### Problem details
The answer should contain each record below, repeated exactly.

[Records from a data source]
Start of Block
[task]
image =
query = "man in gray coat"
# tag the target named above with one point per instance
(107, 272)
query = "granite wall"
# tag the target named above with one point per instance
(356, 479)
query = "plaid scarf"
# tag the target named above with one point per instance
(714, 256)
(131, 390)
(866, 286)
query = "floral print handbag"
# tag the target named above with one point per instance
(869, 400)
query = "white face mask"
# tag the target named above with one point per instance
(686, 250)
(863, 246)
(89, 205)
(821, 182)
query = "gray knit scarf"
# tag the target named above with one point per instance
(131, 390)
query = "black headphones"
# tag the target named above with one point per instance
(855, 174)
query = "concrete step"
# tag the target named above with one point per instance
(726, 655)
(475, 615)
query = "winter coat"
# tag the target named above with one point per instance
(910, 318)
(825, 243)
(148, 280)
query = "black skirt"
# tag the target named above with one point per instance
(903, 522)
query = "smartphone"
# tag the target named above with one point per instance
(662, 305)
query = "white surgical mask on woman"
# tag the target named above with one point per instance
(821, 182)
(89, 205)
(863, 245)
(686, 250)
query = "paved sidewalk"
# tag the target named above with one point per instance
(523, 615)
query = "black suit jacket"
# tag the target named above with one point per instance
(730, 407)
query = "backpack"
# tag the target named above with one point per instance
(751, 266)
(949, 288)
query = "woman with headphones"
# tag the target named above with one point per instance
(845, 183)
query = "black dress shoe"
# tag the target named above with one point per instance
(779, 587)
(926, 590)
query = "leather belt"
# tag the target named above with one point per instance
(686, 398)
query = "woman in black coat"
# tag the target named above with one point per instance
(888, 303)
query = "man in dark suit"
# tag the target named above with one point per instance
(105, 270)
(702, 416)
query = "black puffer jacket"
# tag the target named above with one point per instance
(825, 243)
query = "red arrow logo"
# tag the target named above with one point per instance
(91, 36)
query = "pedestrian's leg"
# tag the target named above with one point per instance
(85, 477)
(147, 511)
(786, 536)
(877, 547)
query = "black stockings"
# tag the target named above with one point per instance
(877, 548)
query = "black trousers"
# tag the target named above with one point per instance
End of Block
### Expected output
[task]
image =
query = "man in gray coat"
# tag the target named above with one point per instance
(107, 272)
query = "granite wall"
# tag the target named above with one point per instance
(356, 479)
query = "plaid scarf"
# tag the target named above with one point per instance
(714, 256)
(131, 390)
(866, 286)
query = "floral print handbag"
# tag the target named above with one point per instance
(869, 400)
query = "white face mask"
# tag the target named above with one point per instance
(686, 250)
(863, 246)
(89, 205)
(821, 182)
query = "gray knit scarf"
# tag the target named above with one point per instance
(131, 390)
query = "black headphones"
# tag the target named above with one point per instance
(855, 174)
query = "concrete step"
# tag the target named above with one point per instance
(726, 655)
(475, 615)
query = "winter coat"
# tag the target named above with one point per instance
(910, 318)
(825, 243)
(148, 280)
query = "black skirt"
# tag the target named above with one point per instance
(903, 522)
query = "smartphone"
# tag the target named above with one point per instance
(662, 305)
query = "white surgical mask on woman"
# tag the target named above with one point per instance
(821, 182)
(89, 205)
(863, 245)
(686, 250)
query = "paved sidewalk"
# tag the target named above with one point per instance
(523, 615)
query = "black suit jacket"
# tag the target named above with one point per instance
(730, 407)
query = "backpack"
# tag the target named above with one point per instance
(751, 266)
(949, 288)
query = "woman with headphones"
# tag the target named above with one point per instance
(845, 183)
query = "black dress shoe"
# tag the target named above with one point per instance
(779, 587)
(926, 590)
query = "leather belt"
# tag the target named above with one point per instance
(686, 398)
query = "woman in black coat"
# tag the target named above with one point per instance
(888, 303)
query = "man in dark suit"
# tag the target named above with one point per instance
(105, 270)
(702, 416)
query = "black puffer jacket"
# tag the target named above with one point per instance
(825, 243)
query = "red arrow logo"
# tag the target named above with one point per instance
(91, 36)
query = "pedestrian's leg"
# tag the target named above with one point per instance
(85, 477)
(147, 511)
(786, 536)
(877, 547)
query = "black stockings"
# tag the target named above with one point per instance
(877, 548)
query = "black trousers"
# tag the target named above with one point per instance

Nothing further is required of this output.